__Stated exercise__.
Transcribe the material exactly. Images do not belong in the copy.

__Material provided__.
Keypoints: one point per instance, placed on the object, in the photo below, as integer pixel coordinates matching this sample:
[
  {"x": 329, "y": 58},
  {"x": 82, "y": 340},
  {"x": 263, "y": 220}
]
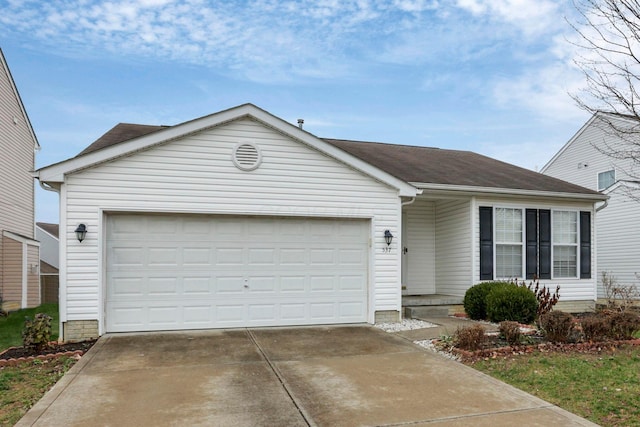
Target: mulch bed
[
  {"x": 15, "y": 355},
  {"x": 512, "y": 351}
]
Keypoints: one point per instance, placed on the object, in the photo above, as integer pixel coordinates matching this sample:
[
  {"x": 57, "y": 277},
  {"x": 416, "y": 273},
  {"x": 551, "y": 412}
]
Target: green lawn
[
  {"x": 23, "y": 385},
  {"x": 603, "y": 388},
  {"x": 11, "y": 326}
]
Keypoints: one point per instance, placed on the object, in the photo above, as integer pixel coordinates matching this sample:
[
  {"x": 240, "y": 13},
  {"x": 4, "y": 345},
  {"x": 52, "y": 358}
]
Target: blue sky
[{"x": 490, "y": 76}]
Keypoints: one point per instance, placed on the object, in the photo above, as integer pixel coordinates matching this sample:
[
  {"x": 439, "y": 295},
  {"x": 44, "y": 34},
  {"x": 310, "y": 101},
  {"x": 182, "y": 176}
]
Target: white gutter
[
  {"x": 469, "y": 189},
  {"x": 408, "y": 202},
  {"x": 604, "y": 205}
]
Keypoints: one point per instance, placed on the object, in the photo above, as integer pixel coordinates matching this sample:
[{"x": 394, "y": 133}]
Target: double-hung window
[
  {"x": 509, "y": 242},
  {"x": 606, "y": 179},
  {"x": 564, "y": 231},
  {"x": 527, "y": 243}
]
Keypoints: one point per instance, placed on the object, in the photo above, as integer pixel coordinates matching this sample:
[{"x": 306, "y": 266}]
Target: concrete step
[{"x": 419, "y": 312}]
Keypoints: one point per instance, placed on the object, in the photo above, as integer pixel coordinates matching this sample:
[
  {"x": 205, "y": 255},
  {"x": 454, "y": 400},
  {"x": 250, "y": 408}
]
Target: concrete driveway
[{"x": 324, "y": 376}]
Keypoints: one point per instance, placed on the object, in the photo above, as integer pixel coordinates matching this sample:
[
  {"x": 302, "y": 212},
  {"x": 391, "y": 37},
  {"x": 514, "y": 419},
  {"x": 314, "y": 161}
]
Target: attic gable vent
[{"x": 246, "y": 157}]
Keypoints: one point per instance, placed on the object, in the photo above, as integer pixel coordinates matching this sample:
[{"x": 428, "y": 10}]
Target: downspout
[{"x": 62, "y": 305}]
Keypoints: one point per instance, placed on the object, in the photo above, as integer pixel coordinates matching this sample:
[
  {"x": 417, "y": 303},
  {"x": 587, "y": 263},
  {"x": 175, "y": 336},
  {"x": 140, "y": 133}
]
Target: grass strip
[
  {"x": 603, "y": 388},
  {"x": 23, "y": 385},
  {"x": 11, "y": 325}
]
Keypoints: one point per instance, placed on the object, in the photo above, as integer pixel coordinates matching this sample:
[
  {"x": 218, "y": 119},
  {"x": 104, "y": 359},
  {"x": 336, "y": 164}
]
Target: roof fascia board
[
  {"x": 47, "y": 233},
  {"x": 56, "y": 172},
  {"x": 471, "y": 190},
  {"x": 19, "y": 99},
  {"x": 622, "y": 184},
  {"x": 19, "y": 238}
]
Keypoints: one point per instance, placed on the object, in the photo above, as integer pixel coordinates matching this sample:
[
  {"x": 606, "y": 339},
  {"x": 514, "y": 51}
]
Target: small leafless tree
[
  {"x": 618, "y": 296},
  {"x": 608, "y": 40}
]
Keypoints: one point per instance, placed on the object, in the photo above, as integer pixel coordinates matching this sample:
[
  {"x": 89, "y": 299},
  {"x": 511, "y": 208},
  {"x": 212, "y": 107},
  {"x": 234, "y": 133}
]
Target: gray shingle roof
[
  {"x": 120, "y": 133},
  {"x": 452, "y": 167},
  {"x": 412, "y": 164}
]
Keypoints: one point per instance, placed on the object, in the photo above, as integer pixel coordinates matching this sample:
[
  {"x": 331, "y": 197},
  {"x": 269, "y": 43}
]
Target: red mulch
[{"x": 52, "y": 348}]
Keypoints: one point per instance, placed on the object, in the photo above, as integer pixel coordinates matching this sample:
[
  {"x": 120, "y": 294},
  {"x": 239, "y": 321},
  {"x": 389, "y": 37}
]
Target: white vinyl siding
[
  {"x": 196, "y": 174},
  {"x": 453, "y": 246},
  {"x": 509, "y": 243},
  {"x": 572, "y": 289},
  {"x": 421, "y": 248},
  {"x": 580, "y": 161},
  {"x": 616, "y": 241},
  {"x": 17, "y": 162}
]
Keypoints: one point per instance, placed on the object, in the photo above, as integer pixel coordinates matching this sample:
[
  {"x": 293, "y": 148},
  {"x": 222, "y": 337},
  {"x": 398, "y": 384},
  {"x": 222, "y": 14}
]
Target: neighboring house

__Response to the task__.
Keypoints: one point per instance, placed on the object, in the photo below, as integer pixel coordinates matching this sample:
[
  {"x": 329, "y": 58},
  {"x": 82, "y": 340},
  {"x": 263, "y": 220}
]
Target: mulch bed
[
  {"x": 15, "y": 355},
  {"x": 512, "y": 351}
]
Keypoints: one point per instance, placed on the object, in the photo above, as integer pixel coordinates matching this sample:
[
  {"x": 57, "y": 277},
  {"x": 416, "y": 273},
  {"x": 551, "y": 412}
]
Target: green lawn
[
  {"x": 23, "y": 385},
  {"x": 603, "y": 388},
  {"x": 11, "y": 326}
]
Keypoints: one point per instance, placed on the object, in the photo above, as integer pixel coordinates matching this sample:
[
  {"x": 240, "y": 13},
  {"x": 4, "y": 345},
  {"x": 52, "y": 358}
]
Target: blue sky
[{"x": 490, "y": 76}]
Keypoints: one point per instance, placed on the object, in the photo above, as integer pixel coordinates matching this sample:
[
  {"x": 439, "y": 295},
  {"x": 44, "y": 34},
  {"x": 310, "y": 101},
  {"x": 182, "y": 176}
]
Target: white gutter
[
  {"x": 469, "y": 189},
  {"x": 408, "y": 202},
  {"x": 604, "y": 205}
]
Keypoints: one point per instance, placed on the object, in the photo above, as integer pixel coordinates matching this sample:
[{"x": 394, "y": 133}]
Target: double-hung window
[
  {"x": 509, "y": 242},
  {"x": 606, "y": 179},
  {"x": 564, "y": 231},
  {"x": 527, "y": 243}
]
Keypoints: one point per instance, placed on the object, in the photo above, as integer pixel coordinates matching this sample:
[{"x": 306, "y": 266}]
Target: concrete step
[{"x": 419, "y": 312}]
Keypoints: one point per instance, placed on the object, in the photo above, as integer pixel coordinates matching this sample:
[
  {"x": 205, "y": 255},
  {"x": 454, "y": 400},
  {"x": 250, "y": 408}
]
Target: concrete driveway
[{"x": 324, "y": 376}]
Keypoints: one point per instance, placed on the object, in the photo above, as integer pixel coordinates matching this sample:
[
  {"x": 302, "y": 212},
  {"x": 391, "y": 37},
  {"x": 514, "y": 419},
  {"x": 314, "y": 161}
]
Target: attic gable vent
[{"x": 246, "y": 157}]
Keypoints: one point per instance, placed on the object, in the photo above, as integer pixel coordinates matching this sample:
[{"x": 428, "y": 10}]
Target: downspout
[{"x": 62, "y": 305}]
Keypoints: one point per instance, placed on the object, in the photo above, as integer pixel coordinates matching this sample:
[
  {"x": 417, "y": 303},
  {"x": 587, "y": 263},
  {"x": 175, "y": 336},
  {"x": 140, "y": 133}
]
Target: grass strip
[
  {"x": 603, "y": 388},
  {"x": 23, "y": 385},
  {"x": 11, "y": 325}
]
Keypoints: one point per instance, placed on the object, in the photo above, as integer pixel coordinates matching this sample:
[
  {"x": 218, "y": 119},
  {"x": 104, "y": 359},
  {"x": 336, "y": 164}
]
Target: roof fascia board
[
  {"x": 47, "y": 233},
  {"x": 56, "y": 172},
  {"x": 471, "y": 190},
  {"x": 19, "y": 99},
  {"x": 622, "y": 184},
  {"x": 19, "y": 238}
]
Keypoints: one point per instance, placed on the object, in the photo above, as integer pixel coordinates matching this sample:
[
  {"x": 606, "y": 339},
  {"x": 514, "y": 51}
]
Target: small leafless tree
[
  {"x": 618, "y": 296},
  {"x": 608, "y": 40}
]
Keypoints: one point per instance, placed on the object, in the photo above, as integer pixel coordinates matching this sample:
[
  {"x": 89, "y": 299},
  {"x": 511, "y": 208},
  {"x": 212, "y": 107},
  {"x": 234, "y": 133}
]
Target: gray shingle roof
[
  {"x": 120, "y": 133},
  {"x": 452, "y": 167},
  {"x": 412, "y": 164}
]
Keypoints: one point per instance, placed on the object, in the photo above, as integer pixel coordinates matching this sample:
[
  {"x": 331, "y": 197},
  {"x": 269, "y": 43}
]
Target: red mulch
[{"x": 52, "y": 348}]
Keypoints: one point per instance, placed on the object, in the photo above, as integer pixel coordinates matching this sample:
[
  {"x": 120, "y": 294},
  {"x": 239, "y": 321},
  {"x": 389, "y": 37}
]
Target: white vinyl siding
[
  {"x": 196, "y": 174},
  {"x": 453, "y": 246},
  {"x": 509, "y": 243},
  {"x": 572, "y": 289},
  {"x": 421, "y": 248},
  {"x": 580, "y": 161},
  {"x": 616, "y": 241},
  {"x": 17, "y": 162}
]
Keypoints: one point per instance, placed on the object, in the photo above, as integer pixel coordinates matching this sample:
[
  {"x": 293, "y": 148},
  {"x": 222, "y": 337},
  {"x": 398, "y": 384},
  {"x": 222, "y": 14}
]
Target: neighboring house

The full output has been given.